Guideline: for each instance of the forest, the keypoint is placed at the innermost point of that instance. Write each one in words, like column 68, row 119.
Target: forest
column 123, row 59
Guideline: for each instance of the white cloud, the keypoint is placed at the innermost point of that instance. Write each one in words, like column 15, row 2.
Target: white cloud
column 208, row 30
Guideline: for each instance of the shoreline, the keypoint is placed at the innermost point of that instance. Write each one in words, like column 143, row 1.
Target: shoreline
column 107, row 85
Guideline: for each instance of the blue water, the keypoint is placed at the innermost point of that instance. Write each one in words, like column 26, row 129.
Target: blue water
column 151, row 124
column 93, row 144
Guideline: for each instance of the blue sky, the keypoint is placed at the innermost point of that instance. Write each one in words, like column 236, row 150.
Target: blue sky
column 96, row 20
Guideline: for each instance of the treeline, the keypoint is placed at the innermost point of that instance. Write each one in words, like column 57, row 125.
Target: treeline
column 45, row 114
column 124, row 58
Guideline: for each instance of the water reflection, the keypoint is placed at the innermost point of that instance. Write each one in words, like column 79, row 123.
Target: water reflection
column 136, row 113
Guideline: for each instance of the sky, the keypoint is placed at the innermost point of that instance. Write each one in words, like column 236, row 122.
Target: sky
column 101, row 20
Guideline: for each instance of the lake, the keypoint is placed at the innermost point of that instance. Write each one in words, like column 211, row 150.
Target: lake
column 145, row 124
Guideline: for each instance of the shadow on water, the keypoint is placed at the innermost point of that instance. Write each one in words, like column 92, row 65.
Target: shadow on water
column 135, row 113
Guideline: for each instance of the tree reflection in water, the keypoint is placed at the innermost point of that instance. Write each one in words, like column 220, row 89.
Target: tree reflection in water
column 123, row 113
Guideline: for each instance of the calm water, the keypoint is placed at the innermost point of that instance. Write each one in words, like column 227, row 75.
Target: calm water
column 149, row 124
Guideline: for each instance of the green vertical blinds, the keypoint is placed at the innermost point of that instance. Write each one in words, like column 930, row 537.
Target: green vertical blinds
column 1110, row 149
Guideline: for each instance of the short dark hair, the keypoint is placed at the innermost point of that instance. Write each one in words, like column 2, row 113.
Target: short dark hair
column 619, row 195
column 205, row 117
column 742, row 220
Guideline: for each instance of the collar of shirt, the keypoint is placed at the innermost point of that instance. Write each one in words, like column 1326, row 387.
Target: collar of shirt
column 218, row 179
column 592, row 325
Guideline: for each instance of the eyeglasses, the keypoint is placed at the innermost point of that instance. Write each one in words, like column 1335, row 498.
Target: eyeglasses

● **Try it**:
Each entry shown above is to be duplicated exactly.

● **Expected output**:
Guideline: for each instance of the forest, the keypoint is placed at the innermost point of that instance. Write each one in words, like column 68, row 119.
Target: forest
column 123, row 59
Guideline: for each instance of the white cloud, the keypoint is placed at the innermost point of that instance. Write each one in words, like column 15, row 2.
Target: white cloud
column 208, row 30
Guideline: for each instance of the shoreline, the keypoint is placed at the innermost point of that instance. Write each one in words, like column 143, row 1.
Target: shoreline
column 107, row 85
Guideline: for each instance of the blue water, the keypoint is placed at the innermost point of that instance. Write each one in words, like column 26, row 129.
Target: blue water
column 151, row 124
column 93, row 144
Guideline: for each instance of the blue sky, the keypoint is placed at the innermost point of that instance. Write each one in words, like column 236, row 150.
Target: blue sky
column 96, row 20
Guideline: for each instance of the treeline, the keypoint is placed at the innermost point of that instance. Write each one in words, like column 57, row 125.
Target: treeline
column 45, row 114
column 124, row 58
Guideline: for each instance of the water reflection, the keypoint is placed at the innermost point of that instance. Write each one in words, like column 79, row 123.
Target: water reflection
column 136, row 113
Guideline: for each instance of the sky, the keypoint is placed at the innermost point of that instance. Write each one in words, like column 236, row 122.
Target: sky
column 101, row 20
Guideline: for each instance of the lake, the keypoint is placed at the innermost point of that instance. Write each one in words, like column 211, row 150.
Target: lake
column 145, row 124
Guideline: for each instance of the shadow on water, the keypoint is placed at the innermost point of that instance. Write each one in words, like column 92, row 65.
Target: shadow on water
column 135, row 113
Guideline: for each instance of the tree reflection in water, the keypoint is placed at the innermost point of that instance. Write each one in words, like column 220, row 89.
Target: tree reflection in water
column 123, row 113
Guideline: for each instance of the calm water, the keypoint is placed at the innermost point of that instance. Write each one in words, like column 227, row 75.
Target: calm water
column 149, row 124
Guideline: for each instance of the green vertical blinds, the keypoint is placed at the innermost point of that instance. Write each one in words, like column 930, row 537.
Target: green vertical blinds
column 1110, row 149
Guideline: for each instance of the short dark hair, the keypoint is placed at the innermost point of that instance. Write each one in words, like column 2, row 113.
Target: short dark hair
column 619, row 195
column 205, row 117
column 742, row 220
Guideline: for each instance of the collar of shirt, the keypoint is placed at the innermost point of that instance. Write each one in words, like column 1326, row 387.
Target: collar of shirt
column 218, row 179
column 592, row 325
Guideline: for each instance of the eyeglasses, the keypoint is placed at the innermost point of that instance. Write each one in words, like column 1335, row 498.
Target: eyeglasses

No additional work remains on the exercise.